> _WRITTEN REQUEST_
Count how many lines in the material below contain the string "Outline", treating uppercase and lowercase as different, and reply with the number alone.

# START OF MATERIAL FOR THIS EXERCISE

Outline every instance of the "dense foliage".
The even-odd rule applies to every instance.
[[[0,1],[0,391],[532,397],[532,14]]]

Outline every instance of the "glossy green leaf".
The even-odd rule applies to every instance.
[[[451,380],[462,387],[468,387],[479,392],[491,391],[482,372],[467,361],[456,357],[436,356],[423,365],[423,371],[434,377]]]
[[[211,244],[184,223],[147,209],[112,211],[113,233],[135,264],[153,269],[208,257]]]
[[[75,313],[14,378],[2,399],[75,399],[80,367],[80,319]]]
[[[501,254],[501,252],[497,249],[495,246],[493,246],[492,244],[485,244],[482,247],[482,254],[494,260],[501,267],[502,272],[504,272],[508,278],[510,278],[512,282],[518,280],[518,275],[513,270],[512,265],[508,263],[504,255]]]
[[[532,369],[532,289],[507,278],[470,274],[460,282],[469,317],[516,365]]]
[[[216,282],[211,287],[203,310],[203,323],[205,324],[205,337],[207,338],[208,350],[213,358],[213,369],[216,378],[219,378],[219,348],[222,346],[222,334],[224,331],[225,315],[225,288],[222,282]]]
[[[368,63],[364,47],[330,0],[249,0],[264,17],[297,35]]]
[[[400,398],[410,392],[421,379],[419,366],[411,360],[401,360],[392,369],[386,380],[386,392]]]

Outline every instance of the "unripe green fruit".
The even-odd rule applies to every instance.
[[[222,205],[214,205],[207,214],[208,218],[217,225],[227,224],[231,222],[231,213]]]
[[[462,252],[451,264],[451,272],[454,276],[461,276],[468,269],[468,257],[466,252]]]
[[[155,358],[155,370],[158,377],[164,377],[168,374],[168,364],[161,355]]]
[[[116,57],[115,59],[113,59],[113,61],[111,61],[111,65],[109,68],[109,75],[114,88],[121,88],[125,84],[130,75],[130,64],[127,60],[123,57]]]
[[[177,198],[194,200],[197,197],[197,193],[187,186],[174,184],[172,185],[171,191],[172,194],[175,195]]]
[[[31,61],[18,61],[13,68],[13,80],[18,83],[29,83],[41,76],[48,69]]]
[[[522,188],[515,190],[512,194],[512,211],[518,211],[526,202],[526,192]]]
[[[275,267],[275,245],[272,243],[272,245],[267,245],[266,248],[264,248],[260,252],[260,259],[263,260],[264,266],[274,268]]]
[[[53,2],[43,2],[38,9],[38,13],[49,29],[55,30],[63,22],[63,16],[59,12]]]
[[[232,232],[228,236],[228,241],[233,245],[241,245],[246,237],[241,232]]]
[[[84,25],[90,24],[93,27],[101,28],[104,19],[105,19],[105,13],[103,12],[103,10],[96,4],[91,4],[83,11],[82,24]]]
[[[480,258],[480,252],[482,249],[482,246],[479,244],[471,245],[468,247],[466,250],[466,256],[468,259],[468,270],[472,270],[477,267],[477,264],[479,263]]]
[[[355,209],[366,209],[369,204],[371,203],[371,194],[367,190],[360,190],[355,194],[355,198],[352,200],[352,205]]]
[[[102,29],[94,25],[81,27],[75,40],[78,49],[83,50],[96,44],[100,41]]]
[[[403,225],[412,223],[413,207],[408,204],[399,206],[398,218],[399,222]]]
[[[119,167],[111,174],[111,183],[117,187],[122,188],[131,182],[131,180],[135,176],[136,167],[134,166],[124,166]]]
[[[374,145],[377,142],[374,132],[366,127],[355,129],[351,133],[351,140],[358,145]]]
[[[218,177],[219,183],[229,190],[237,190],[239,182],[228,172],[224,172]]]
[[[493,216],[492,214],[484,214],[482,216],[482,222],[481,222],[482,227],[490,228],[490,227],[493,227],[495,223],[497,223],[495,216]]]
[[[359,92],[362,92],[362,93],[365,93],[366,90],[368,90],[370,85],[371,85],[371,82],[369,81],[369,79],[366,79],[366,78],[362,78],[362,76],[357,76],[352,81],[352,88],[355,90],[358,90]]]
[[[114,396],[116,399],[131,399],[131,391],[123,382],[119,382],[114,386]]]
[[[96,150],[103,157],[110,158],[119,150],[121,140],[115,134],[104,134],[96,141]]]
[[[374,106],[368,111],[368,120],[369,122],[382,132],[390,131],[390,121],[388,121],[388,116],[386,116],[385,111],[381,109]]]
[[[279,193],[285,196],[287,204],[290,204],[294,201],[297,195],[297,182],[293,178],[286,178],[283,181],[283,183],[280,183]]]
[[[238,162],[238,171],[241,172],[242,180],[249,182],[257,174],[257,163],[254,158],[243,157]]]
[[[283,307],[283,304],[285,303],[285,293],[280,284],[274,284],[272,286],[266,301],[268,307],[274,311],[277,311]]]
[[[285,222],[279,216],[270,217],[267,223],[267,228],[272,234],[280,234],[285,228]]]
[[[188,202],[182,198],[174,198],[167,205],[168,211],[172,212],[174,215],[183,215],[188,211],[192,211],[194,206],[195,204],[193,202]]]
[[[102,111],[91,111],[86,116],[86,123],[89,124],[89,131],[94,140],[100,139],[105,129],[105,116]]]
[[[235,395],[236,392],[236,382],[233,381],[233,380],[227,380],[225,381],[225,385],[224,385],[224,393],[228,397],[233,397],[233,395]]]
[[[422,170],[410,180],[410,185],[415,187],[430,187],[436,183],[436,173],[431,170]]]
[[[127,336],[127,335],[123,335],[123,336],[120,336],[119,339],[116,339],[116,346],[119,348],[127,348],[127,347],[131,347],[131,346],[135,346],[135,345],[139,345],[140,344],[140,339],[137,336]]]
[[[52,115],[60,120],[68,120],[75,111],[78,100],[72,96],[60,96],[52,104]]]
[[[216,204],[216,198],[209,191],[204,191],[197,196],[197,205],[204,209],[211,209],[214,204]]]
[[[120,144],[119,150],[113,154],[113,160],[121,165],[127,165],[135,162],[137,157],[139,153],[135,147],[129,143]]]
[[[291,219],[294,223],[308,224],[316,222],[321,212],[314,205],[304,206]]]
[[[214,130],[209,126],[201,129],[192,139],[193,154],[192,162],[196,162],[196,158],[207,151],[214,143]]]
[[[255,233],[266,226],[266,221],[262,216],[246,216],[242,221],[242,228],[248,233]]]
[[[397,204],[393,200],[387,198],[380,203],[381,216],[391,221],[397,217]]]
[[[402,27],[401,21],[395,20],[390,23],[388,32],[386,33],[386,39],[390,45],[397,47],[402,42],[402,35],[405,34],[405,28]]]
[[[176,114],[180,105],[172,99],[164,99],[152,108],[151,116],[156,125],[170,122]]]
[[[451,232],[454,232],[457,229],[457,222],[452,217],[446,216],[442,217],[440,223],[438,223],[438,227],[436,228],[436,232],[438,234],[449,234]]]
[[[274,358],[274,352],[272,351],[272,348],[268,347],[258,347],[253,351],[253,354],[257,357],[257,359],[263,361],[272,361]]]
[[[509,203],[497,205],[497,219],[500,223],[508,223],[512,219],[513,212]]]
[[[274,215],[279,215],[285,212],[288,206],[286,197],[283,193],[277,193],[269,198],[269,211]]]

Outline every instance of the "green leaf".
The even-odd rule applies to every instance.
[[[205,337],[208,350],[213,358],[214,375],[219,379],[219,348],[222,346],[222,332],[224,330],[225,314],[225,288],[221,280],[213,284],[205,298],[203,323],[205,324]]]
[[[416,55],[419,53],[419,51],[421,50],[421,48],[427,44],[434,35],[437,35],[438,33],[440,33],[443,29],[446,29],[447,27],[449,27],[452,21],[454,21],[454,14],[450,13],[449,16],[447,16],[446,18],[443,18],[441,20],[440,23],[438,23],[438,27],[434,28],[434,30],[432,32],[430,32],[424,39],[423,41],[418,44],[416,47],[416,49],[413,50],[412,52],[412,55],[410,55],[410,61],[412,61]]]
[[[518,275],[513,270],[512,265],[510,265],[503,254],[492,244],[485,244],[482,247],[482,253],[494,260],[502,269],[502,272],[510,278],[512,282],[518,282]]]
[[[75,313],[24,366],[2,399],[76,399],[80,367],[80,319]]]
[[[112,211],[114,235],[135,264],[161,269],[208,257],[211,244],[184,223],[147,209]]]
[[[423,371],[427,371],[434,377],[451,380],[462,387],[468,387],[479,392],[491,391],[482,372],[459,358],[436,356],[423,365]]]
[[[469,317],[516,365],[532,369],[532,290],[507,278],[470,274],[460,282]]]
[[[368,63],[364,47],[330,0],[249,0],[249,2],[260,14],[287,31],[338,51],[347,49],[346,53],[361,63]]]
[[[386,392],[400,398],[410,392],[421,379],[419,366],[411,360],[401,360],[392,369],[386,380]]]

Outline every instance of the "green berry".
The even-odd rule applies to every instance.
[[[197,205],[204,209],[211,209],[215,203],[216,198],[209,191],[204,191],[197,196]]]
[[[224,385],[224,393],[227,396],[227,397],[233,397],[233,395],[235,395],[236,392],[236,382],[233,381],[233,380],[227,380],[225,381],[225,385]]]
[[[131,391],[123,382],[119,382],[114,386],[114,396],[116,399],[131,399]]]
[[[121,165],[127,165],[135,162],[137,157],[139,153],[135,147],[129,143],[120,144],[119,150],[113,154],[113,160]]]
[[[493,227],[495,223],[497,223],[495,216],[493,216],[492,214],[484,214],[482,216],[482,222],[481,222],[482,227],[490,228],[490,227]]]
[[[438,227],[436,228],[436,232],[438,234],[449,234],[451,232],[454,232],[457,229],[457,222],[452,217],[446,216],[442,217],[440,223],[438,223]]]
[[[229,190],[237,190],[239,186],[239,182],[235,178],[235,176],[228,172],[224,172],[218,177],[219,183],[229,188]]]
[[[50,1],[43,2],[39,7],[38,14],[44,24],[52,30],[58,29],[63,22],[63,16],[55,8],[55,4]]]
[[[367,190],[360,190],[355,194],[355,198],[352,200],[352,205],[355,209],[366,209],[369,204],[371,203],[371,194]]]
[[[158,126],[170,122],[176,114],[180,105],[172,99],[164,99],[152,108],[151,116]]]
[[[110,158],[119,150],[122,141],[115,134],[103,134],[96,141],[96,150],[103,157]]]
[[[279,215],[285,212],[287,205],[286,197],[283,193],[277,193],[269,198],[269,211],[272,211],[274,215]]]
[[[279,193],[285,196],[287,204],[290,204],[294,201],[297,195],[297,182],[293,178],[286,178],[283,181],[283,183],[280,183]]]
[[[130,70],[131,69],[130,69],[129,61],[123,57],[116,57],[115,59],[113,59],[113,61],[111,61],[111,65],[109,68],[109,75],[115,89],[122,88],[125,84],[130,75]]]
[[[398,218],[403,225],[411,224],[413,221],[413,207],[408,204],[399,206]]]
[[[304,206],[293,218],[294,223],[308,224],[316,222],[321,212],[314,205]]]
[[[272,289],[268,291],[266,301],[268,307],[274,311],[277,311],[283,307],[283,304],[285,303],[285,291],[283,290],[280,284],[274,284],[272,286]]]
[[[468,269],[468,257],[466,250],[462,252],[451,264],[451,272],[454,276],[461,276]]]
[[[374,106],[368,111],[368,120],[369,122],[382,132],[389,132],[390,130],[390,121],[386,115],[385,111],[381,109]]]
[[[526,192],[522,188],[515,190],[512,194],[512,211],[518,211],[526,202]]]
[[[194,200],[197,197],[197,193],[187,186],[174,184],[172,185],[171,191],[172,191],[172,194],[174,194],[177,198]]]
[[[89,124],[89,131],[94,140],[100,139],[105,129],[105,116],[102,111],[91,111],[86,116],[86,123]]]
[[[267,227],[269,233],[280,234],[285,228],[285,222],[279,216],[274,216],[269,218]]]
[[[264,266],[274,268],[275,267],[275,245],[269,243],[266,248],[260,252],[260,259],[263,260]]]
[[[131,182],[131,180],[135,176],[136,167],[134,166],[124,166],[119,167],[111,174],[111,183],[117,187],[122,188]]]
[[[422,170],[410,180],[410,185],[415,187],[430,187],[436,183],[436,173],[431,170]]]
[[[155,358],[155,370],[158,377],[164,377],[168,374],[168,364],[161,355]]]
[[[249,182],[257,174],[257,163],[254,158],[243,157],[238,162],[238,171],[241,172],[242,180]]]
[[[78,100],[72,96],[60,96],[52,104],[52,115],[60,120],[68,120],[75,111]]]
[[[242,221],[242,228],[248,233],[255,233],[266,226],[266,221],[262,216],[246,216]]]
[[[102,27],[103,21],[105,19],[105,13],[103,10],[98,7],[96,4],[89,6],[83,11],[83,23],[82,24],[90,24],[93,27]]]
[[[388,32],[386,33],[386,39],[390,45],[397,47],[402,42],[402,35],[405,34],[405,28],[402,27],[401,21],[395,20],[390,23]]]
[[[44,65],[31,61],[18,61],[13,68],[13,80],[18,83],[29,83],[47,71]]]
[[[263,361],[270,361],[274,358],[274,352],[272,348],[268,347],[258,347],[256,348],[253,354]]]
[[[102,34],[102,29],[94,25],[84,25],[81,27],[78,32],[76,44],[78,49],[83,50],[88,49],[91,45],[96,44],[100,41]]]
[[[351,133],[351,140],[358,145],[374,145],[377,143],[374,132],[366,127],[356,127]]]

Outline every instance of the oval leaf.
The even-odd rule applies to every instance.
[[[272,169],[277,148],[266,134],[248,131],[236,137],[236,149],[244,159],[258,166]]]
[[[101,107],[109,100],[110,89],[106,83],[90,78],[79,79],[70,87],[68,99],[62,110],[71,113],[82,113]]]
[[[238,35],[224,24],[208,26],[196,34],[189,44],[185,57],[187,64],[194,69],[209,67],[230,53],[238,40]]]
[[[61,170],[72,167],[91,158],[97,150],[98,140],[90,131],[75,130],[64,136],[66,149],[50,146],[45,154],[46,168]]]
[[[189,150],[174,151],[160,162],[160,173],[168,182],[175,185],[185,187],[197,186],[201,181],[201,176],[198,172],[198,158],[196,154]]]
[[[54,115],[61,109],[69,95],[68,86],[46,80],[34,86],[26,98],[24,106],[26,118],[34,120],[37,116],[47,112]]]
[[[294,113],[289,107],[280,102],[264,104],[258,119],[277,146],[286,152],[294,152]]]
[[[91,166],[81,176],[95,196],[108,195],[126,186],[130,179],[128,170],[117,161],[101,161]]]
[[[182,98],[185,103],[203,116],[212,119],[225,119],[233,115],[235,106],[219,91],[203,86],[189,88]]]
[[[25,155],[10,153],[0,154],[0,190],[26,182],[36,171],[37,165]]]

# END OF MATERIAL FOR THIS EXERCISE

> _SOLUTION_
6